● **DOCUMENT TEXT**:
-=-=-

Team USA Coach Mike Krzyzewski, right, instructs Anthony Davis during team drills. (Richard A. Lipski/FOR THE WASHINGTON POST)

Shortly before the U.S. men’s national basketball team took the floor for its first exhibition game on Thursday against the Dominican Republic, Coach Mike Krzyzewski pulled aside Kevin Durant and informed perhaps the second-best player in basketball that he would need him to come off the bench for the star-studded Americans. In response, Krzyzewski got nodding acceptance.

Krzyzewski was honest and direct with Durant, who was the breakout star and leader of the gold medal-winning world championship squad in Turkey two years ago. After the United States thrashed the Dominican Republic by 54 points, with Durant scoring a game-high 24, the District native joked with his Oklahoma City and U.S. teammate James Harden, the NBA sixth man of the year last season, that he was going to ask Thunder Coach Scott Brooks to come off the bench next season in the NBA.

“But I don’t think that’s going to work out too well,” Durant said with a laugh. “It felt good to come off the bench for the first time. I was looking forward to having different roles, playing for USA, so it was actually fun for me.”

Durant’s willingness to accept what some would consider a less-glamorous role speaks to his character but is not out of line with any members of the 12-man Olympic team, which features nine all-stars and two league most valuable players and will host Brazil in an exhibition on Monday at Verizon Center.

USA Basketball Chairman Jerry Colangelo created that selfless culture when selecting each player on the team, but Krzyzewski has maintained an environment of sacrifice and culpability by encouraging players to taper responsibilities from their respective NBA teams without losing their individual identities.

Kevin Durant goes up for the shot against Anthony Davis a Team USA scrimmage at the DC Armory. (Richard A. Lipski/FOR THE WASHINGTON POST)

Before Durant, Krzyzewski made the same request of Dwyane Wade, who was the sixth man at the Beijing Olympics in 2008 despite being one of just two players on the roster with an NBA championship ring. Wade went on to lead the Americans in scoring for the tournament, and notched a game-high 27 in the gold medal conquest of Spain.

-=-=-

Rows of box annotation data:

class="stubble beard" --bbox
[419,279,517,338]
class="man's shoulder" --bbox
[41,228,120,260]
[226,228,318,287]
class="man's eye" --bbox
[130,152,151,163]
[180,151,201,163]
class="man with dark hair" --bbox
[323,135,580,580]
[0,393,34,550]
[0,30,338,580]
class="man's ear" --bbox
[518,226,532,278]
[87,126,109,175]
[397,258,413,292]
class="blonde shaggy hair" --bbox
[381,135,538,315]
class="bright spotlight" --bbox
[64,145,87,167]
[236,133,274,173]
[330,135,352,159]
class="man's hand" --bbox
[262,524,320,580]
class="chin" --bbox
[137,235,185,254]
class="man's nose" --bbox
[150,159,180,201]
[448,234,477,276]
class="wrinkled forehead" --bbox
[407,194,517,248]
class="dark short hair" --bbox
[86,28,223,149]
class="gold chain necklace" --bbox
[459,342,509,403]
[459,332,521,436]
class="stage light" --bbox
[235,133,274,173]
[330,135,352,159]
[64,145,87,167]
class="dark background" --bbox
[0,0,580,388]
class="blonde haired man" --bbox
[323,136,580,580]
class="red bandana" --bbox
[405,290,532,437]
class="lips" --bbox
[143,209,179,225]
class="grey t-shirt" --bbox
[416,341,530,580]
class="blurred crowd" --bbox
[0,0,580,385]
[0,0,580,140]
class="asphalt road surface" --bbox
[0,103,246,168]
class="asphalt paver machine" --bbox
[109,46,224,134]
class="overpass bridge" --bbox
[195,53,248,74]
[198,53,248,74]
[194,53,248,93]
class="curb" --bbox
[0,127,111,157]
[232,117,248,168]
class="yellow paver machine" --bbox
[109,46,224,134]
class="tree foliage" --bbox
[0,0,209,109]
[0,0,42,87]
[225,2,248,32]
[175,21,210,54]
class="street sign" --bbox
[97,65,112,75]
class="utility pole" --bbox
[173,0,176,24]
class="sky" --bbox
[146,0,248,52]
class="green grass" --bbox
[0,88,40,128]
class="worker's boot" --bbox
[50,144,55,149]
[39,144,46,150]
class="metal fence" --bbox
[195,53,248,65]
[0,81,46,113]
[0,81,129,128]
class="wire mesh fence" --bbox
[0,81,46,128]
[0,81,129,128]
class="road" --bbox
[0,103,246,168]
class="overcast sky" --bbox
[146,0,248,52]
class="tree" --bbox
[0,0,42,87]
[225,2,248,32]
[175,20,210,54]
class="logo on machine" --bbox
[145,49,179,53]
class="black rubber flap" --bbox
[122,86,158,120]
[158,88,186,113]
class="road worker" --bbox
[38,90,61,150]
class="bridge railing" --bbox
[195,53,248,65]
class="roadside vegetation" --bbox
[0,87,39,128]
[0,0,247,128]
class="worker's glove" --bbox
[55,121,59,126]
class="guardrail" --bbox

-=-=-

● **INSTRUCTION 1**: In the article on the U.S. Olympic basketball team, how many points did the United States beat the Dominican Republic by?
● **INSTRUCTION 2**: Summarize the article on the U.S. Olympic basketball team in two sentences.
The records have no connection to the text.

● **FINAL ANSWER 1**: 54 points.

● **FINAL ANSWER 2**: Before the first exhibition game against the Dominican Republic, Coach Mike Krzyzewski told Kevin Durant he would come off the bench, and Durant accepted, then scored a game-high 24 points in a 54-point win. His willingness fits the selfless culture that Jerry Colangelo built in picking the team and Krzyzewski has kept up, much as Dwyane Wade served as sixth man at the 2008 Beijing Olympics and still led the Americans in scoring.